PASSAGE SHOWN:
——————————

I've found it incredibly frustrating trying to find the exact wiring information for the 2015+ WRX Limited and STI LED (black housing) headlights so I'm posting this to help those who bought Diode Dynamics or Morimoto switchback DRL's and need help wiring them to work as DRL's.

Step 1:First step is removing the bumper. Best covered in this YouTube video by Subispeed:


Step 2: Remove the headlight housings from the car and separate the lenses and bezel with the C-light. This step is best covered in this Subispeed video:

http://youtu.be/-9_pUDO6kjo

Diode Dynamics also posted a video on how to separate the housings and wire the C-light's for the base/premium model located here:


Now for the WRX Limited / STI LED housing-specific info!

Step 3:Remove factory C-light LED & diffuser
Upon separating the bezel, you'll notice there is a light diffuser that comes in the factory housing. It uses a few tabs on the back of the bezel to pop out. I don't recall this being mentioned in any previous write-up's or videos but here is a picture of what it looks like:

http://i.imgur.com/I2WSqXa.jpg

Also the factory LED Diode board will get in the way of the new C-light harness so you have to unscrew it:

http://i.imgur.com/rwwuA4u.jpg

http://i.imgur.com/84LYMgT.jpg

Picture of removed parts:
http://i.imgur.com/tMwo4J8.jpg


Step 4: Feeding the C-light Harness through Headlight Housing

Next, I discovered that the Diode Dynamics harness plug for the C-light does not fit through the factory bezel. Your options are 1: Drill the bezel hole bigger or 2: separate or splice the wiring harness so you can feed the wires through the smaller hole. I chose to cut & splice some disconnect terminals onto mine that could fit through the hole. I pulled back the heatshrink/mesh on the harness to expose more wiring for the splicing:

Hole too small for harness:
http://i.imgur.com/ziMGD27.jpg

My solution:
http://i.imgur.com/aSNOJGf.jpg

NOTE: If you can figure out a way to pull the wire pins out of the plug then by all means do that. I couldn't get the pins to pop out of the plug so I went the splice route. Here is an awesome post by paulsen93 covering that:

http://forums.nasioc.com/forums/show...postcount=2622

The above post also covers putting a rubber grommet and feeding the harness through the C-light bulb hole plug on the Limited/STI headlight housings. I didn't see this post until I was done so I ended up removing my side-marker bulb and feeding the wire through that hole and using silicone to seal it.

——————————

INFORMATION PROVIDED:
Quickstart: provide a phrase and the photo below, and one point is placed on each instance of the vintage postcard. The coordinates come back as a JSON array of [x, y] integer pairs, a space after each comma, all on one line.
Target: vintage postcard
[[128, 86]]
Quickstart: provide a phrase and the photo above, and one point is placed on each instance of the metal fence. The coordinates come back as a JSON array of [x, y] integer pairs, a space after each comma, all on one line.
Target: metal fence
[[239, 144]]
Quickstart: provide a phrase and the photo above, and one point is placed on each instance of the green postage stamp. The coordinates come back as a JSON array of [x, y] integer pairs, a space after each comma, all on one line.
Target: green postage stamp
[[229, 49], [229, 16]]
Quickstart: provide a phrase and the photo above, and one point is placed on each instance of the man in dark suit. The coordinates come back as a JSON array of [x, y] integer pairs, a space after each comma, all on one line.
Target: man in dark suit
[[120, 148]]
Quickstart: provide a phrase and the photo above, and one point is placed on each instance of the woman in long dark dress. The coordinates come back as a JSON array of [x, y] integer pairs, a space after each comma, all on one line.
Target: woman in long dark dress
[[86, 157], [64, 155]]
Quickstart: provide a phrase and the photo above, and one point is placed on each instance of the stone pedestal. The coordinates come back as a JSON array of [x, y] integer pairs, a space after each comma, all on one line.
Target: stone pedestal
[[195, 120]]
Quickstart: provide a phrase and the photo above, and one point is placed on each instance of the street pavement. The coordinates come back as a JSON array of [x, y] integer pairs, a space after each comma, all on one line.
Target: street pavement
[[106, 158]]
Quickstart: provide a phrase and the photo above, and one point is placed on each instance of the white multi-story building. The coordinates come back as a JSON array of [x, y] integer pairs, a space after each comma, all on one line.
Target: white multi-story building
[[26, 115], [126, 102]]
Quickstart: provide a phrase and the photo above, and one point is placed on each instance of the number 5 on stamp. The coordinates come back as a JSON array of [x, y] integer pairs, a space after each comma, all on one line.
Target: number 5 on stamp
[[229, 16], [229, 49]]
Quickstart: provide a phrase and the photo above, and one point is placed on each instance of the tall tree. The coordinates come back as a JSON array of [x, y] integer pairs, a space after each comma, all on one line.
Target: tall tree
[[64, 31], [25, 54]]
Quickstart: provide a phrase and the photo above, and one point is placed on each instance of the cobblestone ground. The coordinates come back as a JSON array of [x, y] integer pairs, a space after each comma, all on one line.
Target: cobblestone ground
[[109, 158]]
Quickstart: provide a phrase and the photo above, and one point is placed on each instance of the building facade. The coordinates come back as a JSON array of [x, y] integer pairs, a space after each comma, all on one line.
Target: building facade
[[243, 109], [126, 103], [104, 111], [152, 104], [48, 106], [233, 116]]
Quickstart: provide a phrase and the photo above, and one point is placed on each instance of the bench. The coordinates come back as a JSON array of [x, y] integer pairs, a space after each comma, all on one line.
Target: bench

——————————

Rewrite the headlight wiring post from "I've found it" up to and including "LED housing-specific info!", putting "front bumper cover" in place of "bumper". The rows come from a separate source.

I've found it incredibly frustrating trying to find the exact wiring information for the 2015+ WRX Limited and STI LED (black housing) headlights so I'm posting this to help those who bought Diode Dynamics or Morimoto switchback DRL's and need help wiring them to work as DRL's.

Step 1:First step is removing the front bumper cover. Best covered in this YouTube video by Subispeed:


Step 2: Remove the headlight housings from the car and separate the lenses and bezel with the C-light. This step is best covered in this Subispeed video:

http://youtu.be/-9_pUDO6kjo

Diode Dynamics also posted a video on how to separate the housings and wire the C-light's for the base/premium model located here:


Now for the WRX Limited / STI LED housing-specific info!